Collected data
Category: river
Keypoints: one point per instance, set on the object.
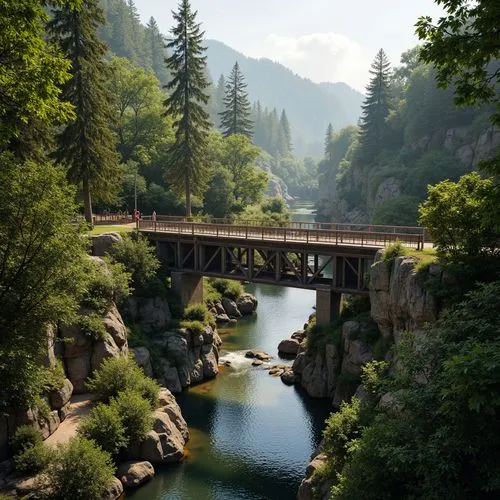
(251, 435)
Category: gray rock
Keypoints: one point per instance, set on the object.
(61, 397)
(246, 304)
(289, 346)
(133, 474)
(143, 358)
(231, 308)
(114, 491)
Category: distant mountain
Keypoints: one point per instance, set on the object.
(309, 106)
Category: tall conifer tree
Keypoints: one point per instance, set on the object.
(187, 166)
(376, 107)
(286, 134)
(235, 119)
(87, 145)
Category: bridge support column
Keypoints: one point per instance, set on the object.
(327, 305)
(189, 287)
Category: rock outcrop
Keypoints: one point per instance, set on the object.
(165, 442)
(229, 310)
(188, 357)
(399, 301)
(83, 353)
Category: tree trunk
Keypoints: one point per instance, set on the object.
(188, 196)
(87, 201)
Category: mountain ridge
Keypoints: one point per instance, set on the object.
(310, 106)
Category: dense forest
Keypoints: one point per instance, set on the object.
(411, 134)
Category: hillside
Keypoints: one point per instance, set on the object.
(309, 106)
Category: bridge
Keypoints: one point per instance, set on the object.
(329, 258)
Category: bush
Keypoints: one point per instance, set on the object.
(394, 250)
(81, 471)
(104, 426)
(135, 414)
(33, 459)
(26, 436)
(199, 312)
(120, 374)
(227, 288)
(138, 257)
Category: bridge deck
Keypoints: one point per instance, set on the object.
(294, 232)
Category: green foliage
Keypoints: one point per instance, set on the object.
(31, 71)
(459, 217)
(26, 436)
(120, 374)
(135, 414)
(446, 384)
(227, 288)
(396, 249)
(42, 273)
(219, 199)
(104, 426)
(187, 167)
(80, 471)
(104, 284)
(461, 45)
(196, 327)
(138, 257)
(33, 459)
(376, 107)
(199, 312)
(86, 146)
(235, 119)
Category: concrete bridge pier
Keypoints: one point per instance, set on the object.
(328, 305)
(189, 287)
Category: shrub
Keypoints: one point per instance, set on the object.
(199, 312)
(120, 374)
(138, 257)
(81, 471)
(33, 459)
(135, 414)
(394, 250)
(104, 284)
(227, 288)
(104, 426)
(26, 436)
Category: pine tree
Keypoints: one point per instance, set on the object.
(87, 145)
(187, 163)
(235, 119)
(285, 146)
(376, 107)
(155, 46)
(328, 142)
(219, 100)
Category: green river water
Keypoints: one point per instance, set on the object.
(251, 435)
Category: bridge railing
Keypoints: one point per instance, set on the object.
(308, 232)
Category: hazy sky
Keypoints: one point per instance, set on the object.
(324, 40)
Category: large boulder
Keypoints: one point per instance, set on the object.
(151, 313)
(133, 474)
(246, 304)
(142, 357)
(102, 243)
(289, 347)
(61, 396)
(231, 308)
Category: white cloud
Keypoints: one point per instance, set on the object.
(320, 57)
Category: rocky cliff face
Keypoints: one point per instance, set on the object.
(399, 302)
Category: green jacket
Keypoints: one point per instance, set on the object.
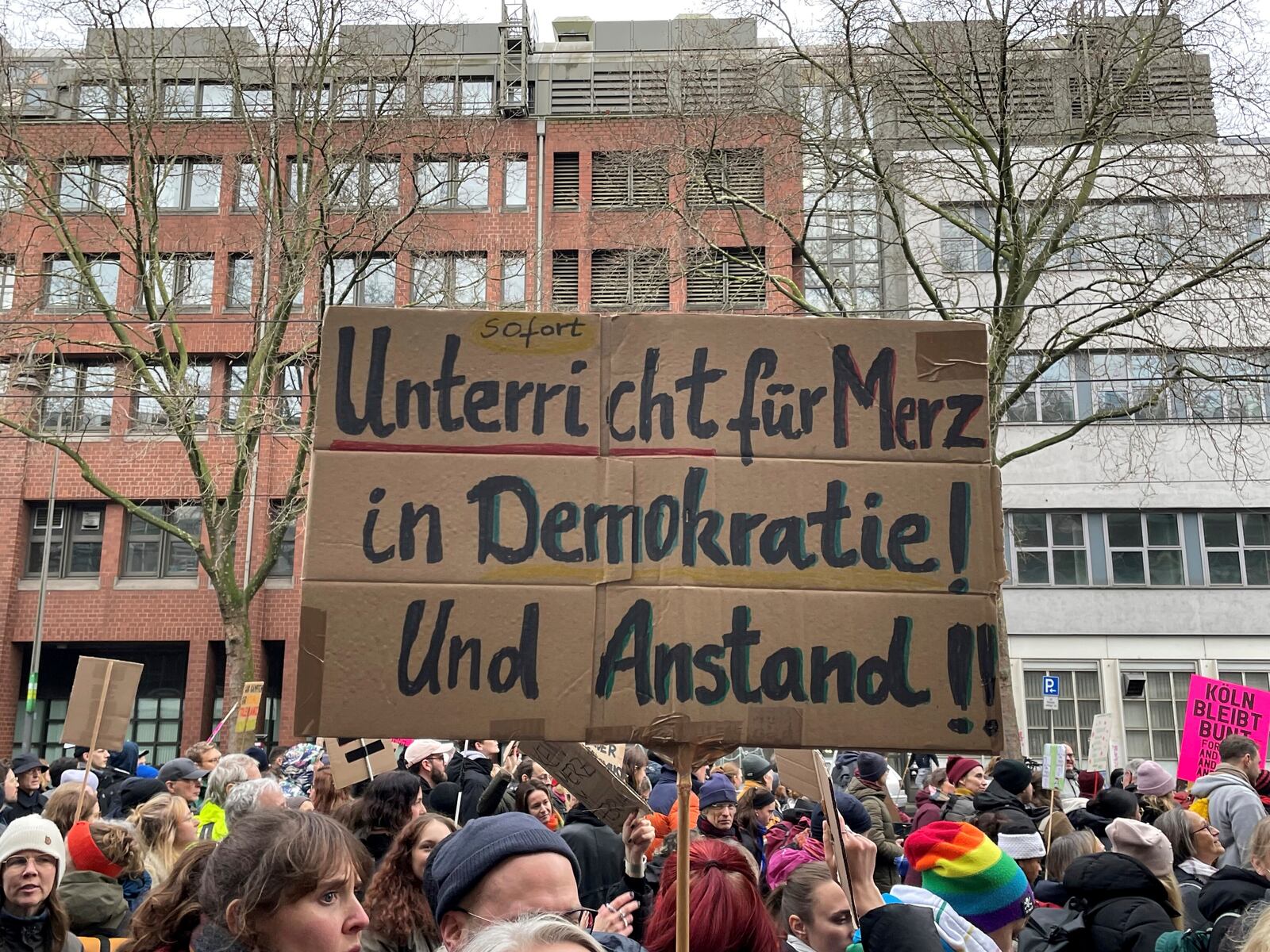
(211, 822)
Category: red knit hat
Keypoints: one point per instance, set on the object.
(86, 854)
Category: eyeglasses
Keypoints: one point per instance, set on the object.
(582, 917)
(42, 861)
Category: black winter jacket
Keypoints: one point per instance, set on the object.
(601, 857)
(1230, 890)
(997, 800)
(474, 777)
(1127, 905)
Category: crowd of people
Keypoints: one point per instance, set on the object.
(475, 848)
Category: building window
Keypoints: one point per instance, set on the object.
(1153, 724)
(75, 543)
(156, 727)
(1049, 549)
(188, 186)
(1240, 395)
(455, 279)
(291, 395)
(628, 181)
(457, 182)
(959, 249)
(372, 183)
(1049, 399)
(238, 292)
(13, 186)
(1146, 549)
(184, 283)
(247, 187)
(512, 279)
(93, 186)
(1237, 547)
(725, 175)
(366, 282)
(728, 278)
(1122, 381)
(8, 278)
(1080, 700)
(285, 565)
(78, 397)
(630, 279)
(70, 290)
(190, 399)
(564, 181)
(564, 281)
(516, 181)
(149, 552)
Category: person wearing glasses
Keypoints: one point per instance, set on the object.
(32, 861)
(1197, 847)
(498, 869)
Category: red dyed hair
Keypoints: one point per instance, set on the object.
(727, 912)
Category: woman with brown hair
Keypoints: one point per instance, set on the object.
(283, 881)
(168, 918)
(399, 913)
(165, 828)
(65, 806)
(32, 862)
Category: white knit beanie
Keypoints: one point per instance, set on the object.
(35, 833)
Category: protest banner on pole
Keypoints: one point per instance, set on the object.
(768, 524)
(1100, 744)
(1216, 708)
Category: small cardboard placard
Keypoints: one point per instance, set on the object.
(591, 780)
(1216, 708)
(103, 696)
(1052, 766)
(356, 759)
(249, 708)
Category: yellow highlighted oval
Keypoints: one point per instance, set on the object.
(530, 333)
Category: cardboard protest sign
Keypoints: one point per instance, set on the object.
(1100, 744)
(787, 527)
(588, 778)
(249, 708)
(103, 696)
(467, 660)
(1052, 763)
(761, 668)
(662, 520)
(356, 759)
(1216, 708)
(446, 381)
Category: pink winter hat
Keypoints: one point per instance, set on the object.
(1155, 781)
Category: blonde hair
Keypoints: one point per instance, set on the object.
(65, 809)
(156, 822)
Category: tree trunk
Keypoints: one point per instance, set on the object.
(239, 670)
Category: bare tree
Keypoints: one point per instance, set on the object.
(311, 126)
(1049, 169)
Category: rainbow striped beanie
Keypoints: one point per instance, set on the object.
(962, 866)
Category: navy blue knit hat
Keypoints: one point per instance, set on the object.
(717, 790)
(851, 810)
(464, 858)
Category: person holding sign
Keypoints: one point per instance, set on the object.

* **Given task**
Output the data exactly. Pictures don't belong in the result.

* **Task response**
Category: river
Keypoints: one point per instance, set on the object.
(251, 435)
Category: gray rock
Keypoints: one point per instance, set on the object.
(61, 397)
(246, 304)
(289, 346)
(133, 474)
(143, 358)
(231, 308)
(114, 491)
Category: distant mountain
Keypoints: one point per instance, set on the object.
(309, 106)
Category: tall conifer tree
Keypoints: one point per instance, set on the object.
(187, 166)
(376, 107)
(286, 134)
(235, 119)
(87, 145)
Category: bridge support column
Keypoints: one point per instance, set on the object.
(327, 305)
(189, 287)
Category: rock outcrop
Keypoints: one point per instance, set on the object.
(165, 442)
(229, 310)
(188, 357)
(399, 301)
(83, 353)
Category: tree trunk
Keypoints: one point per instance, set on the object.
(188, 196)
(87, 201)
Category: mountain ridge
Keypoints: one point per instance, set on the object.
(310, 106)
Category: dense forest
Keypoints: one point per instance, set on the object.
(411, 134)
Category: hillside
Keypoints: one point per instance, set on the object.
(309, 106)
Category: bridge
Keypoints: one point per instance, set on the object.
(329, 258)
Category: bush
Keypoints: one point per instance, set on the object.
(394, 250)
(81, 471)
(104, 426)
(135, 414)
(33, 459)
(26, 436)
(199, 312)
(120, 374)
(227, 288)
(138, 257)
Category: bridge deck
Keypoints: one point per instance, set on the object.
(294, 232)
Category: green foliage
Keypoints: one point per instance, set on the object.
(31, 71)
(459, 217)
(26, 436)
(120, 374)
(135, 414)
(446, 384)
(227, 288)
(396, 249)
(42, 273)
(219, 199)
(104, 426)
(187, 167)
(80, 471)
(104, 284)
(461, 45)
(196, 327)
(138, 257)
(33, 459)
(376, 107)
(199, 312)
(86, 146)
(235, 119)
Category: concrete bridge pier
Keypoints: one point per instance, set on the object.
(328, 305)
(189, 287)
Category: shrub
Keypoints: one point per instance, set on the object.
(199, 312)
(120, 374)
(138, 257)
(81, 471)
(33, 459)
(135, 414)
(394, 250)
(104, 284)
(227, 288)
(104, 426)
(26, 436)
Category: pine tree
Keypoints: one point per instance, set on the object.
(87, 145)
(187, 163)
(235, 119)
(285, 146)
(376, 107)
(155, 46)
(328, 142)
(219, 100)
Category: green river water
Keypoints: one point per instance, set on the object.
(251, 435)
Category: bridge railing
Keypoints: one point per instance, set on the object.
(308, 232)
Category: hazy sky
Keypoints: one point per instance, set on the object.
(324, 40)
Category: large boulder
Keypoints: one point per instance, set on the object.
(151, 313)
(133, 474)
(246, 304)
(142, 357)
(102, 243)
(289, 347)
(61, 396)
(231, 308)
Category: white cloud
Keypoints: one point per instance, set on the object.
(320, 57)
Category: rocky cliff face
Keypoints: one point per instance, set on the object.
(399, 302)
Category: green jacket
Keypoints: one point per instance, set on the object.
(211, 822)
Category: red knit hat
Keypoints: one point per instance, set on the object.
(86, 854)
Category: eyeglasses
Keypoints: one point per instance, set on the object.
(582, 917)
(42, 861)
Category: black winter jacket
Keypoints: one point per instance, set on the object.
(601, 857)
(1230, 890)
(997, 800)
(474, 777)
(1127, 905)
Category: crowd of people
Keypoints: one point per instance, set on the object.
(475, 848)
Category: building window
Keypoints: one point per instance, set on the object.
(1153, 724)
(75, 543)
(156, 727)
(1049, 549)
(188, 186)
(1240, 395)
(455, 279)
(291, 395)
(628, 181)
(457, 182)
(959, 249)
(372, 183)
(1049, 399)
(238, 292)
(13, 186)
(1146, 549)
(184, 283)
(247, 187)
(512, 279)
(93, 186)
(1237, 547)
(725, 175)
(366, 282)
(728, 278)
(1122, 381)
(8, 278)
(1080, 700)
(285, 565)
(78, 397)
(630, 279)
(70, 290)
(190, 399)
(564, 181)
(564, 281)
(516, 181)
(149, 552)
Category: person wearing glasses
Keypoints: one point per instance, set on the object.
(32, 861)
(1197, 847)
(498, 869)
Category: red dyed hair
Keypoints: one point per instance, set on the object.
(727, 912)
Category: woman with brown hair
Keypoints: one point per instance, set on the object.
(283, 881)
(168, 918)
(399, 913)
(165, 828)
(65, 806)
(32, 862)
Category: white knit beanie
Keypoints: one point per instance, set on the object.
(35, 833)
Category: protest banner on pole
Keypoints: one point per instance, set on the object.
(768, 524)
(1100, 744)
(1216, 708)
Category: small cardboard placard
Keypoints: one point per instance, set on the object.
(591, 780)
(1216, 708)
(103, 696)
(1052, 766)
(356, 759)
(249, 708)
Category: yellow highlighted oval
Keypoints: one point per instance, set on the object.
(530, 333)
Category: cardboard protest sign
Keypoints: one point per instance, set on the object.
(1100, 744)
(787, 527)
(588, 778)
(249, 708)
(103, 696)
(467, 660)
(1052, 763)
(761, 668)
(662, 520)
(356, 759)
(1216, 708)
(446, 381)
Category: pink winter hat
Keypoints: one point per instance, set on the object.
(1155, 781)
Category: blonde hair
Keypoints: one point per instance, set on the object.
(65, 809)
(156, 822)
Category: tree trunk
Keypoints: one point per instance, set on the object.
(239, 670)
Category: bare tree
Keypoints: one point per instance, set on the object.
(311, 126)
(1049, 169)
Category: rainbow striped beanie
Keypoints: one point per instance, set on the object.
(962, 866)
Category: navy blue knit hat
Keypoints: one point per instance, set on the object.
(717, 790)
(851, 810)
(464, 858)
Category: person holding sign
Keypoints: one point per instance, set on the object.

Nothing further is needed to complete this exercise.